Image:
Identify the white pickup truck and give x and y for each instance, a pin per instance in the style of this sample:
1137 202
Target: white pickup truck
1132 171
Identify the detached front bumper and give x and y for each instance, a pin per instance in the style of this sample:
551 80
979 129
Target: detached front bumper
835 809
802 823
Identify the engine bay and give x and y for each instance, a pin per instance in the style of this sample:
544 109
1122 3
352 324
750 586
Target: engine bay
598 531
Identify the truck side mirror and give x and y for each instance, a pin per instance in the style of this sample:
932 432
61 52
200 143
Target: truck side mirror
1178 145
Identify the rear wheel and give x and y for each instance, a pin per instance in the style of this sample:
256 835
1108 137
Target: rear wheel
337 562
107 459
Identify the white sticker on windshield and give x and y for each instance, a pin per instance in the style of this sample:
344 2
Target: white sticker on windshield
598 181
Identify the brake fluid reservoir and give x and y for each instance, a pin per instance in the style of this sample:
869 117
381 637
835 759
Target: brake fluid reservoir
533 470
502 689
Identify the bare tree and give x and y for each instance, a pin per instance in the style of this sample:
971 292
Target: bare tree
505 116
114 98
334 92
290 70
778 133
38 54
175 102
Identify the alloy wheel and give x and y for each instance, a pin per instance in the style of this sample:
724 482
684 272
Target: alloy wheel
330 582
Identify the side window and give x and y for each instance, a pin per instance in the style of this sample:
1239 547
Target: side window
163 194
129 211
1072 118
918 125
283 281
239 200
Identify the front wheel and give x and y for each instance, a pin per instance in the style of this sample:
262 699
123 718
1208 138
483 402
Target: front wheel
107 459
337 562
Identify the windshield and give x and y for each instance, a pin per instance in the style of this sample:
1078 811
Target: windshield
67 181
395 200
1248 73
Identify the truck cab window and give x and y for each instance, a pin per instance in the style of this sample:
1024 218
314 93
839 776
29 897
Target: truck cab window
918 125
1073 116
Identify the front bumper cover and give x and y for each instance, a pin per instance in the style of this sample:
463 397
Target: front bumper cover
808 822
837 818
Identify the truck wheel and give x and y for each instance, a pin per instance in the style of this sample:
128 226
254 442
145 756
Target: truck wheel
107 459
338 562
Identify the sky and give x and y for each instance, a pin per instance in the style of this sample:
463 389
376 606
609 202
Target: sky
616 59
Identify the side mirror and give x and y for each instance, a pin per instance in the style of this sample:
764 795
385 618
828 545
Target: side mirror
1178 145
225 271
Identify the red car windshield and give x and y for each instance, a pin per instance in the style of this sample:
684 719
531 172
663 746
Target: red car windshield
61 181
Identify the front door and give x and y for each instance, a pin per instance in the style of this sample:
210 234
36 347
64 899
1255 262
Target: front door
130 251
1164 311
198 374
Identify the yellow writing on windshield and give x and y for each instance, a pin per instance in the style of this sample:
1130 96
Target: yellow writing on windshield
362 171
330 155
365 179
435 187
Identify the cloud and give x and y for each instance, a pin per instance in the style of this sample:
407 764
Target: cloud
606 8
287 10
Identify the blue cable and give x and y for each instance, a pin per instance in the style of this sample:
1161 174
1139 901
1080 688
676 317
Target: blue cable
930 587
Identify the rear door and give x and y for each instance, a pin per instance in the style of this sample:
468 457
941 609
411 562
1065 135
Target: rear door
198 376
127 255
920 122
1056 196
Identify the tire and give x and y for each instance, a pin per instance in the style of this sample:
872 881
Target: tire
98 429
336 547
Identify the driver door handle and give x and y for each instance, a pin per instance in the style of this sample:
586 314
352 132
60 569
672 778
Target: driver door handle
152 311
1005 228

--- --- ---

# REQUIRED ACTION
Every entry above should be transcribed exactly as it appears.

# WRITTEN SOLUTION
Image:
Identify the white pickup truck and give x and y for each instance, a pin per instance in the style of this sample:
1137 202
Target: white pickup truck
1132 171
Identify the detached front bumper and give x and y for each instance, a pin per instance in the style of this sample:
551 80
979 129
Target: detached front bumper
835 809
802 823
Identify the engine bay and give x and y for each instance, a pin per instance in the style of this sample:
544 109
1122 3
352 324
750 586
Target: engine bay
598 531
Identify the truck side mirror and give x and y for each instance, a pin per instance in the style of this sample:
932 432
61 52
200 143
Target: truck side mirror
1178 145
Identify the rear wheel and give x and y for each instance, a pin per instance in the style of this sample:
256 835
1108 137
Target: rear wheel
337 562
107 459
Identify the white sticker on windshield and give x and y for each instance, a pin per instance in the style of this sample:
344 2
Target: white sticker on windshield
598 181
Identify the brake fluid reservoir and give x and y for each instance, a pin per instance in the style of this sample:
869 117
381 637
835 759
Target: brake fluid reservoir
533 470
502 689
Identify the bare tree and give x and y for each instance, a pin per instance in the style of this sample:
971 292
Target: bare tree
505 116
114 98
334 92
290 70
778 133
38 54
175 102
Identify the alloy wheel and give x and y for each instance, a pin per instance in the style of this sample:
724 482
684 272
Target: alloy wheel
330 582
Identify the side window and give x and y for each instance, a pin per instance in the style of this sample:
1239 547
Target: side window
163 194
129 211
1072 118
918 125
283 281
239 200
Identify the front wheel and give x and y for each instance, a pin per instance in the style of this sample:
262 699
123 718
1208 138
483 402
Target: front wheel
107 459
337 562
Identify the windshield and give x and y for each instance, a pin per instance in the style of this sample:
1078 811
Target: windshield
67 181
395 200
1248 73
Identify the truck cab window and give x and y for each instance, a pin per instance in the style of this sample:
1024 218
314 93
839 776
29 897
Target: truck cab window
918 125
1073 116
Identify the front bumper cover and give x and y for each instance, a pin per instance in the style of this sample:
463 397
Target: front bumper cover
808 822
837 818
Identify the truck wheel and give x and y for each instance, a pin per instance in the style of this sample:
128 226
254 442
145 756
Target: truck wheel
107 459
338 562
Identify the sky and give x and y for each instance, a pin per instance in the style of this sample:
463 389
376 606
609 202
Target: sky
616 59
Identify the side mirror and give x and y for each instance, a pin per instance in the style of this sample:
764 795
385 618
828 545
Target: side mirror
1178 145
225 271
Identify the red car windshield and give x and y for each instance, a pin per instance in the style of this sample:
684 719
531 172
663 746
Target: red car windshield
61 181
Identify the front door and give x and y for each instance, a pin per instance in the style of this sample:
210 234
36 347
64 899
1255 262
Target: front door
130 251
1164 311
198 374
Identify the yellow writing on windshield and give x and y for each instance, a pin per instance in the style of this sample:
1130 96
Target: yellow writing on windshield
362 171
330 155
365 179
435 187
Identify the cloud and give x and y for each instance, a pin per instance in the style of this sample:
407 764
Target: cloud
606 8
287 10
Identify the blue cable and give x and y for each instance, a pin per instance in the style of this sample:
1161 174
1139 901
1080 688
676 317
Target: blue cable
930 587
Identify the rear door and give x and y for each instance, a pin per instance in the style of this sample:
468 457
941 609
411 562
1065 135
Target: rear door
198 376
127 255
920 122
1056 196
Identify the tire and give x and y for each instance, a pin per instance in the style of this sample:
872 881
Target: tire
98 429
336 547
Identify the driver door handle and give x and y for each instance, a pin per instance in the style of this sample:
586 314
352 132
60 569
672 778
Target: driver door handle
152 311
1005 228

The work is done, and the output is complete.